§ EXCERPT PROVIDED:
__________________________________________________
The pity about Markus is, that he is living in Switzerland now. The Swiss have a habit to tell the Germans how to lead a law-abiding life - and vice versa. May have rubbed off on poor Markus
Anyway, I really appreciate that you are giving a young German the opportunity to experience the USA for some time.
Rudolf
Earl,
I understand that the current information that you are sighting in the acoustic studies only goes down to 500hz but is this the true limit of our ability to discern directionality or is it still lower but on a sliding slope as we approach possibly 200hz? At this frequency and above I would say that you can identify the center of radiation when devices are separated by much distance in this region. That may not have much to do with room radiation patterns but what of fist primary waveform arrival? In nearfield listening I would think that we do hear to a better resolution than 500hz. Are we only using frequencies above 500hz with vocal Q's to localize directionality?
I understand that the current information that you are sighting in the acoustic studies only goes down to 500hz but is this the true limit of our ability to discern directionality or is it still lower but on a sliding slope as we approach possibly 200hz? At this frequency and above I would say that you can identify the center of radiation when devices are separated by much distance in this region. That may not have much to do with room radiation patterns but what of fist primary waveform arrival? In nearfield listening I would think that we do hear to a better resolution than 500hz. Are we only using frequencies above 500hz with vocal Q's to localize directionality?
__________________________________________________
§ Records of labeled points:
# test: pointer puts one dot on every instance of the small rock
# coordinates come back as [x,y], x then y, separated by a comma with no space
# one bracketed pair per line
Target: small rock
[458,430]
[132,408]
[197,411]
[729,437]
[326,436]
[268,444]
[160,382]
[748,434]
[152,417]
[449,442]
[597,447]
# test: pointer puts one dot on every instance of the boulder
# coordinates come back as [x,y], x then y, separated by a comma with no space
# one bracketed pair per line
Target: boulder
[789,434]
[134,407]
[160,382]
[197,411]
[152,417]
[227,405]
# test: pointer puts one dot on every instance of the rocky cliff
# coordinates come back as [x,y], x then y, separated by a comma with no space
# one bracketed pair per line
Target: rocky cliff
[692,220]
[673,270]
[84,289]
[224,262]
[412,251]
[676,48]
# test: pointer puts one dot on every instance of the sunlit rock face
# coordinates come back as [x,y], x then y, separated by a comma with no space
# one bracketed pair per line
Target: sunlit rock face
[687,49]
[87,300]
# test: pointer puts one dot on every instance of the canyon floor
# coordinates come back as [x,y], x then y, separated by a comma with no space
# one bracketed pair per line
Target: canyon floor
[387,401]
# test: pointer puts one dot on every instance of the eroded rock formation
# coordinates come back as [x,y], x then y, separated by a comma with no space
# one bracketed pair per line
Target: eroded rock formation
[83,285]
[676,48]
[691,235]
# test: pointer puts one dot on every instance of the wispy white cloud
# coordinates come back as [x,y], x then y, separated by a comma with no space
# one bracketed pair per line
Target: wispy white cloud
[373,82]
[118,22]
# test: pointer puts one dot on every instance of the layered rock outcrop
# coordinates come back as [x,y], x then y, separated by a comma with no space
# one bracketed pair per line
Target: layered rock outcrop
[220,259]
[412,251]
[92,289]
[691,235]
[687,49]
__________________________________________________
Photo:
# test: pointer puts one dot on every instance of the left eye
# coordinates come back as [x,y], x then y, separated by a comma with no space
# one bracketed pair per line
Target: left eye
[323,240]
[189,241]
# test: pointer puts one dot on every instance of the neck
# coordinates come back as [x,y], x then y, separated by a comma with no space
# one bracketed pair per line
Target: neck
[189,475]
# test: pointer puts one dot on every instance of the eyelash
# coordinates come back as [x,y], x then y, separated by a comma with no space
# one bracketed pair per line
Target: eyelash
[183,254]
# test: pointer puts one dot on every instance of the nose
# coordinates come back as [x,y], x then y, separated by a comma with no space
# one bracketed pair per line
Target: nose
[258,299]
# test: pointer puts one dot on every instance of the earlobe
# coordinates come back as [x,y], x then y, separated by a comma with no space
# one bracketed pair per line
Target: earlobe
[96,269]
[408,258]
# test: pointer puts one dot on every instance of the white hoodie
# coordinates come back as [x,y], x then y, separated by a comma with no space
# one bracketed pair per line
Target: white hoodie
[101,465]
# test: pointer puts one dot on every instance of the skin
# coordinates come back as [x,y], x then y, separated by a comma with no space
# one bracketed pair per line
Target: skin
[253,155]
__________________________________________________
§ PROBLEMS:
• A. In the forum excerpt, take everything from "The pity about" down to "for some time." and switch "Switzerland" to "Austria".
• B. Pick up the forum excerpt after its final sentence and continue it.
The labeled-point material is separate from the forum excerpt.

§ ANSWERS TO EACH TASK:
• A.
The pity about Markus is, that he is living in Austria now. The Swiss have a habit to tell the Germans how to lead a law-abiding life - and vice versa. May have rubbed off on poor Markus
Anyway, I really appreciate that you are giving a young German the opportunity to experience the USA for some time.

• B.
Having worked with Bayer Corporation for many years there is a definite way of being that is different than an American way of doing things. Much more specific and usually more rigid in how things are done. I think that none of us can discount the intelligence of the German mentality it is a very learned society. Having grown up as an American on the Left coast I will say that even here we have so many ways of thinking that there is no real monolithic American thinking going on, that is what has made us so great as inventors and visionaries. Now taking that in context I do have 1/4 Dutch/German ancestry and also some Austrian to go alone with many other European backgrounds. A real mutt as I would call myself. I only wish that our education system would more parallel the German model, we would be turning out many more scientists and highly skilled tradesmen with that method of schooling. Just as we have freedom to be different here in America we also allow way to much failure prematurely to happen.
There is no "limit", its a sliding slope. You have to remember where this discussion started. Its not about the virtual source location played by two speakers, it about the image shift that results from reflections below 700 Hz. I maintain that this region is not a significant factor. I stand by that comment.
When I read post 333, that's not how I read it - even though a_tewinkel's post that you responded did concern reflections..
There is no real reference to image shift from reflections below 700 Hz.
333:
"We have talked about this a lot as well. Sure it would be great to have 90° control down to 200 Hz. but that is neither practical nor, IMO, necessary.
Frequencies below about 700 Hz do not have a strong influence on image perception.
In most of the literature, say from Blauert and the like, they do not even look below about 500 Hz. From 700 Hz and above then becomes the real target for controlling the directivity. The Abbey has very good control above about 700 Hz. When I say "spectraly nuetral" then I mean > 700 Hz.
24 dB between 100 and 5 kHz is not the issue, because it's likely only a few dB between 700 Hz and 5 kHz. It Rises rapidly below 700 Hz of course."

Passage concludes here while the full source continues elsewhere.